- [RECORD EXCERPTS]:
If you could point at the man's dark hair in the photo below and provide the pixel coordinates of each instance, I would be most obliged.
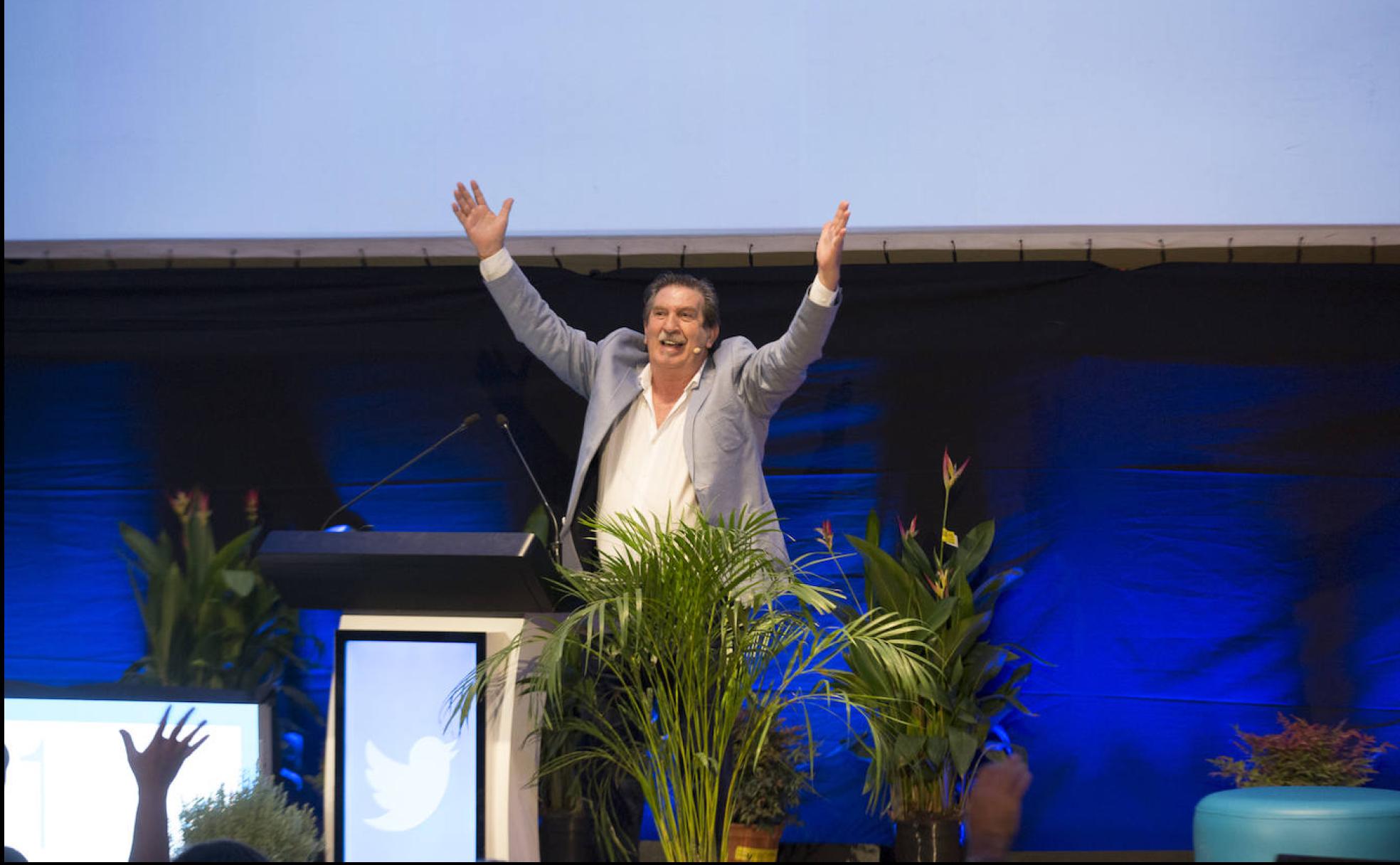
(709, 307)
(223, 850)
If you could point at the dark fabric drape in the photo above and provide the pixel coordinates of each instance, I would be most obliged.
(1197, 467)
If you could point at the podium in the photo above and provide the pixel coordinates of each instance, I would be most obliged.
(416, 609)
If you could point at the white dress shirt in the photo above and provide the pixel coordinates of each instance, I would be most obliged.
(643, 467)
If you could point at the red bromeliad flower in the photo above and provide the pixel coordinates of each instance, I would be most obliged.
(951, 474)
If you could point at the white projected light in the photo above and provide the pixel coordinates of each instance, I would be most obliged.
(338, 120)
(69, 792)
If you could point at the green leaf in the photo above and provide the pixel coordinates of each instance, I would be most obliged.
(990, 590)
(241, 583)
(909, 748)
(937, 749)
(973, 548)
(940, 612)
(963, 748)
(893, 588)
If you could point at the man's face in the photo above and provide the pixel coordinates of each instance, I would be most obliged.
(675, 331)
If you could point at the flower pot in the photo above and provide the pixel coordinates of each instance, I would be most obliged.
(566, 836)
(752, 843)
(937, 840)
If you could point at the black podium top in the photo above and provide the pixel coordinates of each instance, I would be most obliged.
(493, 573)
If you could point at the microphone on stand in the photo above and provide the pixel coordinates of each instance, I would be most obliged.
(467, 422)
(559, 526)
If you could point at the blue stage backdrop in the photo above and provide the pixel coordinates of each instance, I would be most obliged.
(1197, 467)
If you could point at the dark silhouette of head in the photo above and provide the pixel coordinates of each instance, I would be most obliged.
(223, 850)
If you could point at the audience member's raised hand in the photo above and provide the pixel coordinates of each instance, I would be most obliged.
(993, 814)
(157, 766)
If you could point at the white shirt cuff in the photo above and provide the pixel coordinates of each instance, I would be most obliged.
(820, 294)
(499, 265)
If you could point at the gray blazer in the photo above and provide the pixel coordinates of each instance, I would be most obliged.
(727, 422)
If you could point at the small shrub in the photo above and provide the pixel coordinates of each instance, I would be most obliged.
(258, 815)
(1303, 755)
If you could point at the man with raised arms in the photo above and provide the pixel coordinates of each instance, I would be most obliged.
(677, 419)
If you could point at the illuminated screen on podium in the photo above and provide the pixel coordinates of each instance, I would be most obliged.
(408, 781)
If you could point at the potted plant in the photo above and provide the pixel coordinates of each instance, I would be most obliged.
(926, 743)
(211, 617)
(257, 815)
(694, 619)
(1303, 755)
(765, 795)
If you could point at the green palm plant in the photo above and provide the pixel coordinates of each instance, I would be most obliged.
(692, 626)
(211, 617)
(924, 743)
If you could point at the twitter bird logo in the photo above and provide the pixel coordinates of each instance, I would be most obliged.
(408, 792)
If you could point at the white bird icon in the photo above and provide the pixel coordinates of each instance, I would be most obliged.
(408, 792)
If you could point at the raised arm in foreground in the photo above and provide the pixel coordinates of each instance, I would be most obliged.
(156, 769)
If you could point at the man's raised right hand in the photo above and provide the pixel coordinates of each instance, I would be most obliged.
(484, 227)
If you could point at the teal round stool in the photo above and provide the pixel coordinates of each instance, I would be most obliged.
(1259, 823)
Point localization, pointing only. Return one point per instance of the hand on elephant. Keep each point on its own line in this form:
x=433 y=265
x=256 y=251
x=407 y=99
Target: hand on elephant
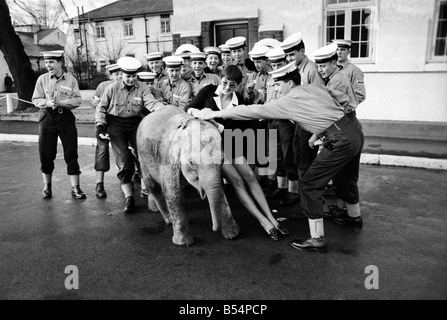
x=194 y=112
x=207 y=114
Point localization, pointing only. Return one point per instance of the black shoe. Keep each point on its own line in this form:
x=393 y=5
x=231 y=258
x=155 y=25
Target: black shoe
x=290 y=199
x=130 y=205
x=144 y=193
x=282 y=231
x=270 y=186
x=279 y=194
x=299 y=215
x=273 y=234
x=100 y=192
x=46 y=192
x=77 y=193
x=356 y=222
x=311 y=244
x=335 y=212
x=263 y=181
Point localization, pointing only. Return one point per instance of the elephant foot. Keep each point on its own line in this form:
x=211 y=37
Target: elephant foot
x=183 y=240
x=230 y=229
x=151 y=204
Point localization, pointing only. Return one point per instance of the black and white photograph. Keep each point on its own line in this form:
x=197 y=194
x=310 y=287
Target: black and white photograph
x=223 y=159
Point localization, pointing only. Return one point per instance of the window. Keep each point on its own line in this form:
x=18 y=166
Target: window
x=354 y=20
x=100 y=33
x=165 y=24
x=128 y=28
x=439 y=48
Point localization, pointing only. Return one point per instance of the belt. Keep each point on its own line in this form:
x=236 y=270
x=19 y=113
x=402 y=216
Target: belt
x=337 y=126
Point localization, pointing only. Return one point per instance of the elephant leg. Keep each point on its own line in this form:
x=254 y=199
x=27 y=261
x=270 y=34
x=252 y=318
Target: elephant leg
x=229 y=227
x=180 y=225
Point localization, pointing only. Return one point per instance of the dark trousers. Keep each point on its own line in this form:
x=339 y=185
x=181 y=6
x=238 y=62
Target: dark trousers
x=53 y=124
x=102 y=155
x=123 y=133
x=286 y=132
x=339 y=160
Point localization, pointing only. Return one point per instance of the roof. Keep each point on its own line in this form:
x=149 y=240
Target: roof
x=44 y=32
x=129 y=8
x=32 y=49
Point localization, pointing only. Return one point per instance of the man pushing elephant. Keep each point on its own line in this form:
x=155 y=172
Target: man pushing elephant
x=120 y=109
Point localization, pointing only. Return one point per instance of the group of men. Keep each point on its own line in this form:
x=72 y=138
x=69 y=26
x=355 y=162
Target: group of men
x=306 y=102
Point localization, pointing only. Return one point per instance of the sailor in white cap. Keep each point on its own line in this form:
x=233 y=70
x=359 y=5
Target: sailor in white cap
x=295 y=49
x=354 y=74
x=184 y=51
x=57 y=93
x=314 y=109
x=176 y=91
x=282 y=186
x=155 y=64
x=237 y=46
x=120 y=110
x=102 y=154
x=326 y=59
x=225 y=56
x=199 y=78
x=213 y=59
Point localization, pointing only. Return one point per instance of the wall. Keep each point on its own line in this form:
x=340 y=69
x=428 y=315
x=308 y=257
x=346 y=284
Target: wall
x=402 y=85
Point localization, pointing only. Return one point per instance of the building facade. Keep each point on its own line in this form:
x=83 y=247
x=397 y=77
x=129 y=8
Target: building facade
x=399 y=44
x=123 y=28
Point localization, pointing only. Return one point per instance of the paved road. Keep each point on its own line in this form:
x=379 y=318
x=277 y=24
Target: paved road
x=132 y=257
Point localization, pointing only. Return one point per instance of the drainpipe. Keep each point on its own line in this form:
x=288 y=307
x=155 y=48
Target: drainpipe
x=146 y=36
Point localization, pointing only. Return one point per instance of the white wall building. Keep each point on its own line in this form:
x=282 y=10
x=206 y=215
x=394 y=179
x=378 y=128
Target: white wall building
x=400 y=45
x=127 y=27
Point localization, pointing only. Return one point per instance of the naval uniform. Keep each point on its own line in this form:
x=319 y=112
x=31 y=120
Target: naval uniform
x=59 y=122
x=120 y=110
x=102 y=153
x=304 y=155
x=313 y=108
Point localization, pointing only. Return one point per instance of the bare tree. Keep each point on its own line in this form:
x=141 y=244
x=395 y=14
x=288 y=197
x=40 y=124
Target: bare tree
x=16 y=58
x=49 y=13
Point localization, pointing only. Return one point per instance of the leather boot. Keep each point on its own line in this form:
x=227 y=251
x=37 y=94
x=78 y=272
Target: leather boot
x=46 y=192
x=130 y=205
x=77 y=193
x=100 y=192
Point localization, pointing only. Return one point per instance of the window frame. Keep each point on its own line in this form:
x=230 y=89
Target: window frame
x=349 y=7
x=100 y=25
x=163 y=20
x=128 y=23
x=433 y=32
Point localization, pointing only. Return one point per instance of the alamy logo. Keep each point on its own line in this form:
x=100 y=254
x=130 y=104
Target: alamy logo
x=72 y=281
x=196 y=145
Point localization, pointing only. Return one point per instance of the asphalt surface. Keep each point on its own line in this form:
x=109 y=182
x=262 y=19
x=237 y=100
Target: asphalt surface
x=132 y=257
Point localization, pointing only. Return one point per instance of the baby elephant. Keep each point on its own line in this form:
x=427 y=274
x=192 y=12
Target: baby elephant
x=173 y=146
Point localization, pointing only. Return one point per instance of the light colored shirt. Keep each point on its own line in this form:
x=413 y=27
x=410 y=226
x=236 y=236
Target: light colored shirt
x=64 y=89
x=204 y=80
x=118 y=101
x=338 y=81
x=355 y=75
x=311 y=106
x=309 y=72
x=177 y=94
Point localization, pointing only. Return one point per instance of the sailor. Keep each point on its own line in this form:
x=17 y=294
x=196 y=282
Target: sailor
x=120 y=109
x=314 y=109
x=176 y=91
x=57 y=93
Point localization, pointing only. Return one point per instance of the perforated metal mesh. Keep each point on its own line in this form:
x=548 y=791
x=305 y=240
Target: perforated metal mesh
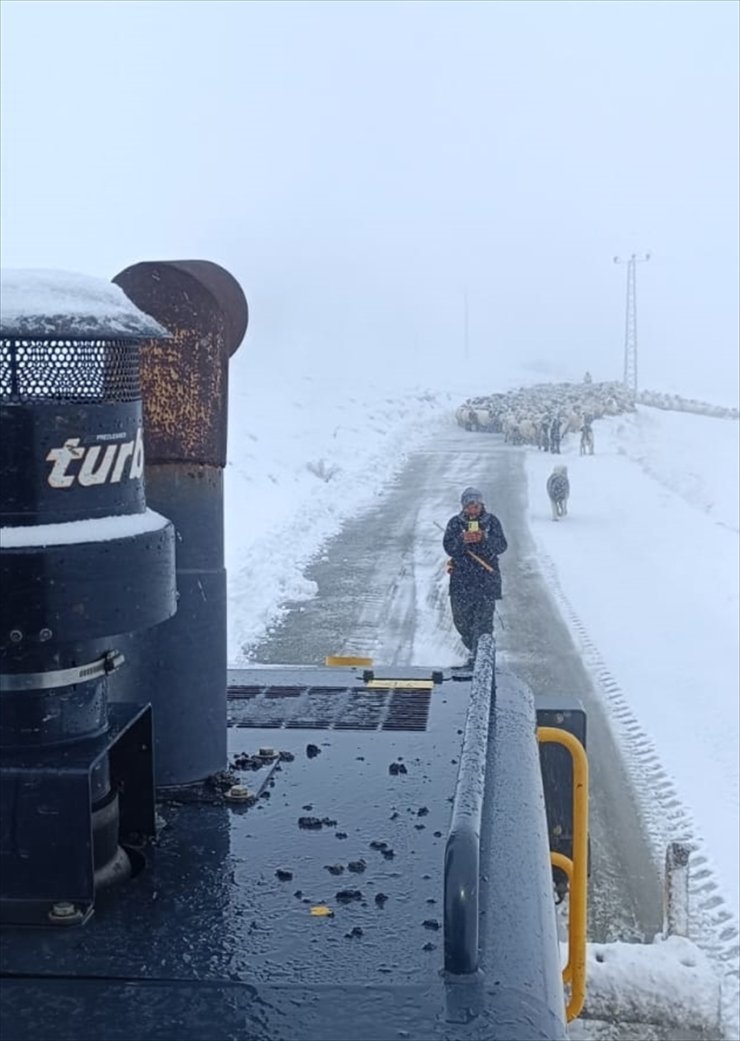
x=70 y=370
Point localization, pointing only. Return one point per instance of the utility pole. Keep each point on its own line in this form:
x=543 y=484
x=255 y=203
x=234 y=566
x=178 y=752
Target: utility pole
x=631 y=321
x=466 y=344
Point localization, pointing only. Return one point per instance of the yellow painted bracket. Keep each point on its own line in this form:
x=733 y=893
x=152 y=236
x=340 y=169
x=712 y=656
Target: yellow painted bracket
x=576 y=869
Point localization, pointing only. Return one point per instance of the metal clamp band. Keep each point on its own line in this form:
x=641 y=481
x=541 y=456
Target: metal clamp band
x=62 y=677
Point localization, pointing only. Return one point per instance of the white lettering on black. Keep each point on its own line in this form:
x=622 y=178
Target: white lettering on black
x=95 y=470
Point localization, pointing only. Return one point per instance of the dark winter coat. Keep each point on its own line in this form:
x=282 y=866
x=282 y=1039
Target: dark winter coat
x=467 y=577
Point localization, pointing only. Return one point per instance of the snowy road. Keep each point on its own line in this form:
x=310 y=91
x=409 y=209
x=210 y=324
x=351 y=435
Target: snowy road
x=382 y=592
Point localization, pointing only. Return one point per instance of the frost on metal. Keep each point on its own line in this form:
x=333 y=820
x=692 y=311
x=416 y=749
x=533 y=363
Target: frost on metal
x=74 y=532
x=40 y=304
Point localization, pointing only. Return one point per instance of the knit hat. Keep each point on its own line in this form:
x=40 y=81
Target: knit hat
x=470 y=496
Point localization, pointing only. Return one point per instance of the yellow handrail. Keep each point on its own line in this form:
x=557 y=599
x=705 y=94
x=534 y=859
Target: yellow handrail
x=577 y=869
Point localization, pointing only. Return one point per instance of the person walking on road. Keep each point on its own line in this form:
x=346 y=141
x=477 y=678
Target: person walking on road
x=474 y=539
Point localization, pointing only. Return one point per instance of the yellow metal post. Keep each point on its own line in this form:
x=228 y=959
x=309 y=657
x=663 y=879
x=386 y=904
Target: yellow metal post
x=577 y=869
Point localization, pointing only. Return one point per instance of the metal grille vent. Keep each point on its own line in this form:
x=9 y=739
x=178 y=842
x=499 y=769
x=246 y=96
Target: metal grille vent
x=328 y=708
x=70 y=371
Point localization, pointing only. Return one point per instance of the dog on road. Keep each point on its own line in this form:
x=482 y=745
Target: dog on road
x=558 y=491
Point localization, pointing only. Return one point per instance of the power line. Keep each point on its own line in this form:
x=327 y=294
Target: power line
x=631 y=320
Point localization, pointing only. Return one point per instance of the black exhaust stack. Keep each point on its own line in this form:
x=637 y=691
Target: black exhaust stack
x=182 y=668
x=82 y=561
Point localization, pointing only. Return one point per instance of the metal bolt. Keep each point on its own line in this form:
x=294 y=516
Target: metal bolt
x=238 y=793
x=65 y=913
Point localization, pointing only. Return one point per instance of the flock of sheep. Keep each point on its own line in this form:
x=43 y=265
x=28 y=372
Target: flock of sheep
x=545 y=412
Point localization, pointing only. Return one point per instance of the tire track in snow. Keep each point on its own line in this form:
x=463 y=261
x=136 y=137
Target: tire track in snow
x=664 y=817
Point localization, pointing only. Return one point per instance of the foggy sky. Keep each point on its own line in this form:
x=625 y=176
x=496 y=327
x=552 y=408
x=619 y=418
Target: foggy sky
x=363 y=168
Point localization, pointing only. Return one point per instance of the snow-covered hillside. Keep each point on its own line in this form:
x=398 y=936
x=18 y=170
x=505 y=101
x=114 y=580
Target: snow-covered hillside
x=645 y=569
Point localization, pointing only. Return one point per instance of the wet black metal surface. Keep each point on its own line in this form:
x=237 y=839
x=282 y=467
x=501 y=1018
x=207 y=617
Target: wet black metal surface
x=215 y=938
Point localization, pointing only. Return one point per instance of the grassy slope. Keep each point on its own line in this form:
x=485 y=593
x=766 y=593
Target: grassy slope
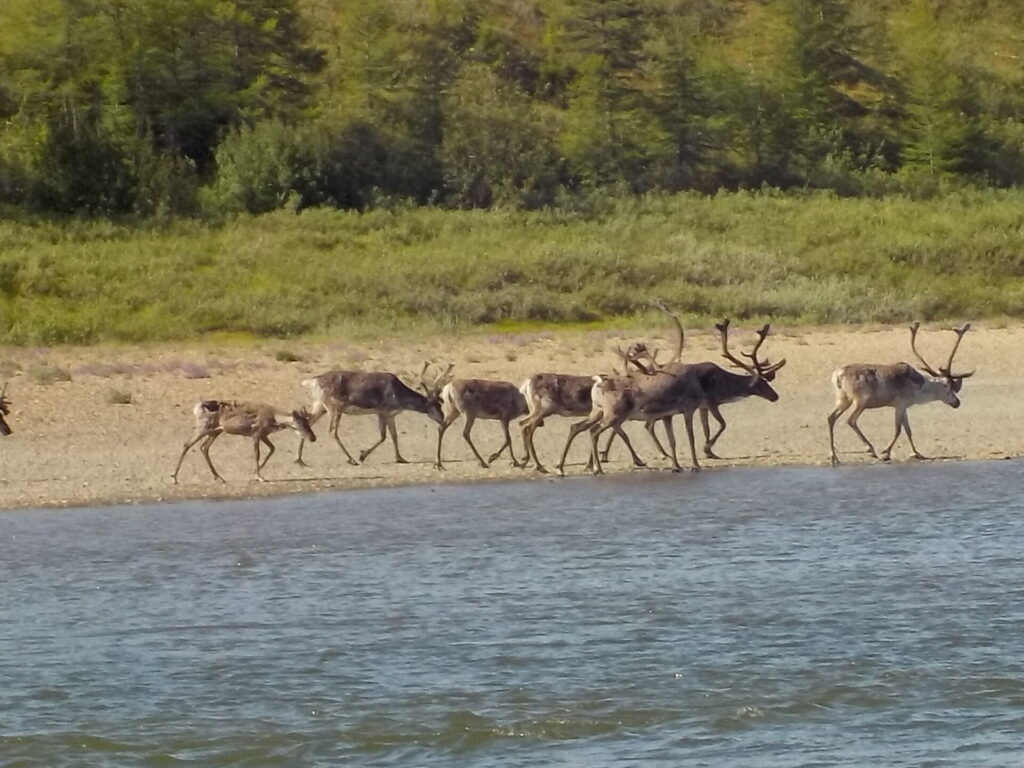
x=814 y=259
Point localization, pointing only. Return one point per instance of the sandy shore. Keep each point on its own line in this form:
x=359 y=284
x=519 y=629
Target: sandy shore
x=75 y=443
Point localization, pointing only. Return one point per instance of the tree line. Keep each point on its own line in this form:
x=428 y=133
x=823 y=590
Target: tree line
x=193 y=107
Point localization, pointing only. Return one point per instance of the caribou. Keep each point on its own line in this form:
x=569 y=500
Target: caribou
x=384 y=394
x=719 y=385
x=256 y=420
x=899 y=386
x=480 y=398
x=4 y=412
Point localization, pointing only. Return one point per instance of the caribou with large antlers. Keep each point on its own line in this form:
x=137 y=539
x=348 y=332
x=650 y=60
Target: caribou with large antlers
x=899 y=386
x=723 y=386
x=383 y=394
x=720 y=386
x=655 y=393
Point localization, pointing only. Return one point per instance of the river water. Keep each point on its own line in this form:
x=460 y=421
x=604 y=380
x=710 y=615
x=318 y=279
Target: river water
x=744 y=616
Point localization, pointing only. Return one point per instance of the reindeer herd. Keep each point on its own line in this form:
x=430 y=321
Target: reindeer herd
x=646 y=390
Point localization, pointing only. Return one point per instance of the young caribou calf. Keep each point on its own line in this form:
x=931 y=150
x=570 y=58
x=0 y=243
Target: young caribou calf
x=480 y=398
x=4 y=412
x=898 y=386
x=255 y=420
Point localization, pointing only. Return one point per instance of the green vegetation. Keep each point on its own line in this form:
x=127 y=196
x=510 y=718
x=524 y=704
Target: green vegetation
x=169 y=108
x=172 y=168
x=815 y=258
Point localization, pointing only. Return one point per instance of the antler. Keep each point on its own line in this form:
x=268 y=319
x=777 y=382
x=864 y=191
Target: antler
x=757 y=368
x=723 y=332
x=438 y=382
x=948 y=370
x=764 y=368
x=679 y=330
x=913 y=346
x=636 y=352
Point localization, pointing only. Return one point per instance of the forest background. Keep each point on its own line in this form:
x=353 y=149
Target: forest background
x=171 y=168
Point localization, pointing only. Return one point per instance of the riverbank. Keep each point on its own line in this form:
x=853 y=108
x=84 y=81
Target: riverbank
x=100 y=425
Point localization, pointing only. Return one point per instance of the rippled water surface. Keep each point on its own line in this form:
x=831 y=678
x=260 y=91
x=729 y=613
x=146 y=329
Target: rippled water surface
x=757 y=616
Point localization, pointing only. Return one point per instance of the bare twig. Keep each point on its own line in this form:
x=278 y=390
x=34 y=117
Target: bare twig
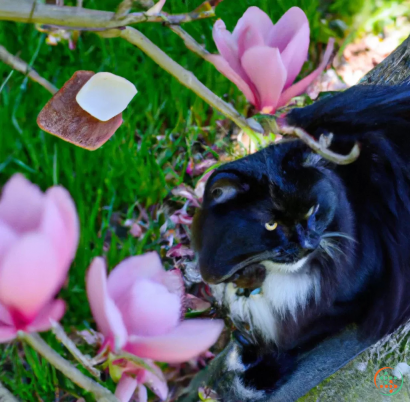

- [SET PROBLEM]: Please rewrite the stretch of items from the line containing "If you could point at the man's raised" through the line containing "x=337 y=126", replacing "Target" with "Object" and leaving everything else unchanged. Leave the pictures out.

- [FINISHED ANSWER]:
If you could point at the man's raised right hand in the photo above and provide the pixel coordinates of each instance, I would be most obliged.
(484, 227)
If you could point at the teal round stool in the photo above and provide the pixel coordinates of each instance, I would be most obliged.
(1259, 823)
Point localization, pointing only. Return one point per instance of the hand on elephant. Keep each point on its own line in this form:
x=433 y=265
x=256 y=251
x=407 y=99
Object: hand on elephant
x=194 y=112
x=207 y=114
Point localization, pointing only. Return one point per instance of the black shoe. Keep each point on its own line in this form:
x=393 y=5
x=231 y=258
x=155 y=25
Object: black shoe
x=290 y=199
x=130 y=205
x=144 y=193
x=282 y=231
x=270 y=186
x=279 y=194
x=299 y=215
x=273 y=234
x=100 y=192
x=46 y=192
x=77 y=193
x=356 y=222
x=311 y=244
x=335 y=212
x=263 y=181
Point localization, pointing only. Return one point per instance of the elephant foot. Keep each point on its own line in this form:
x=211 y=37
Object: elephant foot
x=183 y=240
x=230 y=229
x=151 y=204
Point localization, pointing only. Return one point per instance of the black and white photograph. Keep each point on its own line in this form:
x=197 y=194
x=310 y=287
Object: black and white photograph
x=223 y=159
Point localization, pointing only. Return one point per instance of the window. Keep each point on its own line in this form:
x=18 y=166
Object: window
x=354 y=20
x=100 y=33
x=165 y=24
x=128 y=28
x=439 y=48
Point localization, pointing only. Return one point per instance of the belt. Keep each point on its own line in this form:
x=236 y=270
x=19 y=113
x=402 y=216
Object: belt
x=337 y=126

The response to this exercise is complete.